Data listing
----
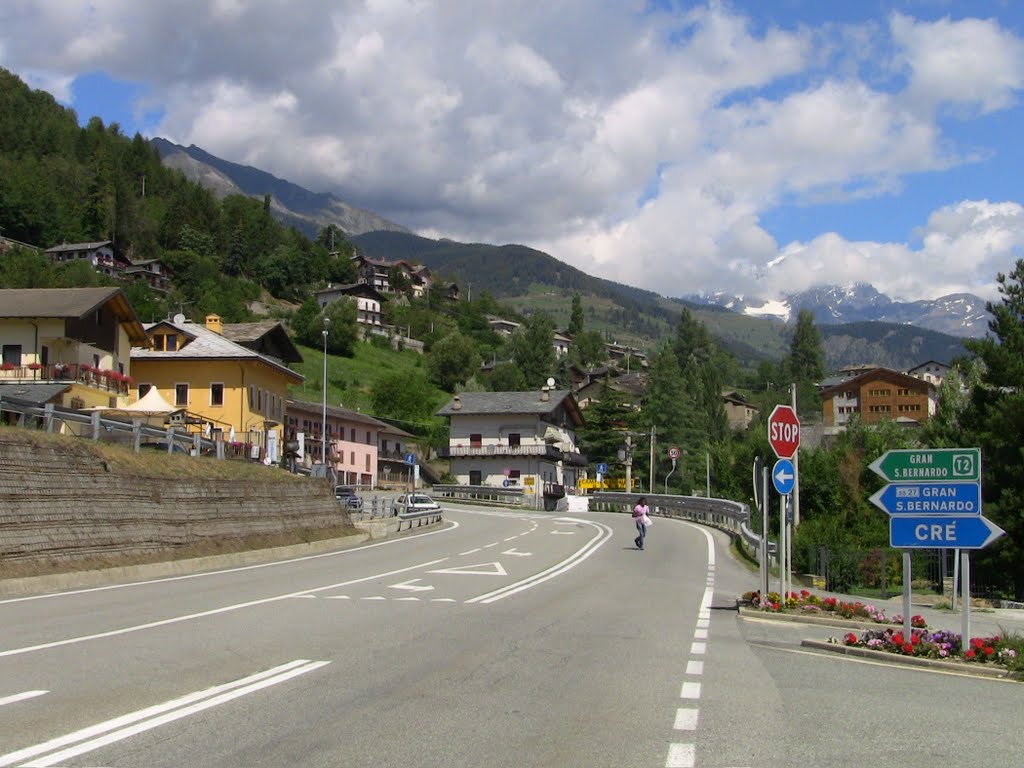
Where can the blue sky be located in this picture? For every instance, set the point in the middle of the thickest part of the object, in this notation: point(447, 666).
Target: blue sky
point(753, 147)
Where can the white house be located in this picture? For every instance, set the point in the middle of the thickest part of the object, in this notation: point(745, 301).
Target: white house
point(516, 439)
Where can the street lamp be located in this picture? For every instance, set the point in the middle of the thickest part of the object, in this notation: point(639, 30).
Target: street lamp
point(327, 326)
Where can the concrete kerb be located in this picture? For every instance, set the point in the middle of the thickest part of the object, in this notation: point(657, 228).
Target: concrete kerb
point(835, 646)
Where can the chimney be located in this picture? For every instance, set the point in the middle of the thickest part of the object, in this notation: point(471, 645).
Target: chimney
point(213, 324)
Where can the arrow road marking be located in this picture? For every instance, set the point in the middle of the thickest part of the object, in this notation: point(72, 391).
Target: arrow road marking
point(483, 568)
point(412, 586)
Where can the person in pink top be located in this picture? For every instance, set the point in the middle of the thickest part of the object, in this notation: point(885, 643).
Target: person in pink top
point(639, 516)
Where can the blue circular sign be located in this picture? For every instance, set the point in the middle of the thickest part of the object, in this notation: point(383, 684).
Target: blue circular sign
point(783, 476)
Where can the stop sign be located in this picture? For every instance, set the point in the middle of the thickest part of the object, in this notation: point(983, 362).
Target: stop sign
point(783, 431)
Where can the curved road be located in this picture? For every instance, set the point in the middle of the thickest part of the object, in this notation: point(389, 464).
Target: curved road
point(501, 639)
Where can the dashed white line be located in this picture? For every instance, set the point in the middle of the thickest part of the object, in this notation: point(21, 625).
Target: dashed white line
point(690, 690)
point(680, 756)
point(22, 696)
point(686, 720)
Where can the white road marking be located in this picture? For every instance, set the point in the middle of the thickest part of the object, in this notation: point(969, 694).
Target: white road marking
point(680, 756)
point(22, 696)
point(690, 690)
point(269, 677)
point(482, 568)
point(203, 613)
point(412, 586)
point(603, 535)
point(686, 720)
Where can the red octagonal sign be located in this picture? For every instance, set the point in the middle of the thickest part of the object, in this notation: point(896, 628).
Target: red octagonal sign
point(783, 431)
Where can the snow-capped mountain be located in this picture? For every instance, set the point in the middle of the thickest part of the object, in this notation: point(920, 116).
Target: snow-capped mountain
point(961, 314)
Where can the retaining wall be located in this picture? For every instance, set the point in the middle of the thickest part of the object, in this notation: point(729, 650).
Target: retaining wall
point(61, 501)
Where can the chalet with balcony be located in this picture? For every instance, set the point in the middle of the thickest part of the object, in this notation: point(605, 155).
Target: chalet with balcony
point(69, 346)
point(231, 389)
point(516, 439)
point(876, 395)
point(369, 302)
point(100, 256)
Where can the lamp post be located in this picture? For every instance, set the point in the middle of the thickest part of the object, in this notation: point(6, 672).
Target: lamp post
point(327, 326)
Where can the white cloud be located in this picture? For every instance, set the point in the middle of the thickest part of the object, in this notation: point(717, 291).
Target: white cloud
point(550, 124)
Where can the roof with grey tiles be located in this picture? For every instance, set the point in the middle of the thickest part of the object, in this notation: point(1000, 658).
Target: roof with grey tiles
point(206, 344)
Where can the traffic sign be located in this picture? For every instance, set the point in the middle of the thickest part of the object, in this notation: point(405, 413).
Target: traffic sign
point(929, 499)
point(783, 431)
point(783, 475)
point(935, 464)
point(951, 531)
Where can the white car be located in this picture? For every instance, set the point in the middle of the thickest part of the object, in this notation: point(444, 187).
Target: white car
point(415, 504)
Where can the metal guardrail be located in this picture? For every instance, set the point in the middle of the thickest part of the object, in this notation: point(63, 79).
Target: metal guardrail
point(94, 425)
point(480, 495)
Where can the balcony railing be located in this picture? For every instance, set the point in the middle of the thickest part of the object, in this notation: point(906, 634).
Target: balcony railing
point(111, 381)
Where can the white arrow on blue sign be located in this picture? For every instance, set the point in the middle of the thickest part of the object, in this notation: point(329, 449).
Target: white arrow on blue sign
point(783, 474)
point(951, 531)
point(929, 499)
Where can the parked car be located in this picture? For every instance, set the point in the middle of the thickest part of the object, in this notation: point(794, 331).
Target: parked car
point(415, 503)
point(347, 496)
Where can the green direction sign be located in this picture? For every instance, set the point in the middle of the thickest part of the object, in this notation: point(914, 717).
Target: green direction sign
point(937, 465)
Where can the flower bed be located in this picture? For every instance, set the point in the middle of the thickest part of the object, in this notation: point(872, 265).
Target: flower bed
point(1005, 650)
point(805, 603)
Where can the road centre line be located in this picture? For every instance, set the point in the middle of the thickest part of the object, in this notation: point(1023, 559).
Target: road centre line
point(212, 611)
point(91, 731)
point(22, 696)
point(603, 535)
point(449, 526)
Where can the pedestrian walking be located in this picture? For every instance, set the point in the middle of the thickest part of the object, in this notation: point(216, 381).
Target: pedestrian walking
point(642, 520)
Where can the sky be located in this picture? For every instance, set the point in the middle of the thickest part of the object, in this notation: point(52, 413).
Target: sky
point(754, 147)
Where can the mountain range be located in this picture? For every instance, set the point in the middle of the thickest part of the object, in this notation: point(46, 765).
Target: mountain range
point(858, 324)
point(958, 314)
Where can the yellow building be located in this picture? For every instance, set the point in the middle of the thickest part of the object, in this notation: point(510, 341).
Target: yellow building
point(230, 380)
point(68, 346)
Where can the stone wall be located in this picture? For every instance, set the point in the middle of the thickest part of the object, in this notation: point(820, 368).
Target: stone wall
point(61, 500)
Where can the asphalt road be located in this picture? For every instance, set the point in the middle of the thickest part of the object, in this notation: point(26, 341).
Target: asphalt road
point(500, 639)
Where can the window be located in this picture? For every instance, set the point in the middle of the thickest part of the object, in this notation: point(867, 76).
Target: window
point(12, 354)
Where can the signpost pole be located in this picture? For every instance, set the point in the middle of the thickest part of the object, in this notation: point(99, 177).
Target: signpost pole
point(764, 529)
point(906, 594)
point(966, 598)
----
Request | Reproduce only those lines of the entries above that run from the line with "Where can the pedestrian" to the final line.

Expected output |
Where can the pedestrian walking be located in this picture? For every instance, set the point in the middle of the thickest part of the object, in this notation: point(216, 381).
Target: pedestrian walking
point(642, 520)
Where can the sky be located in this picture? For every instance, set the point in the middle of the thickest part of the object, in this notation: point(52, 413).
Target: sky
point(754, 147)
Where can the mountain range be located in this picture? For every instance, set the point in the middle of the thickest part of the object, in this notation: point(46, 765).
Target: mountain range
point(858, 324)
point(958, 314)
Where can the yellow building be located in this picture? For every instance, set the point in the middle of the thickest part of the object, in this notation: point(510, 341).
Target: yellow building
point(230, 380)
point(68, 346)
Where can the stone wall be located in this picture? For every instance, set the point in the middle of the thickest part of the object, in this notation: point(820, 368).
Target: stone wall
point(61, 500)
Where can the asphalt road be located in this picture? For every instance, set the point in the middle of the thickest part of the object, in this notation: point(26, 341).
Target: asphalt road
point(500, 639)
Where can the window be located in this picture? For every instance, set the point in the middle of the thickest part of the object, in this notation: point(867, 76).
Target: window
point(12, 354)
Where can the signpost pole be located in this picture? For every instance, set the point in the middle of the thickest part of the object, in this notation: point(99, 177).
Target: signpost pole
point(764, 529)
point(906, 594)
point(966, 598)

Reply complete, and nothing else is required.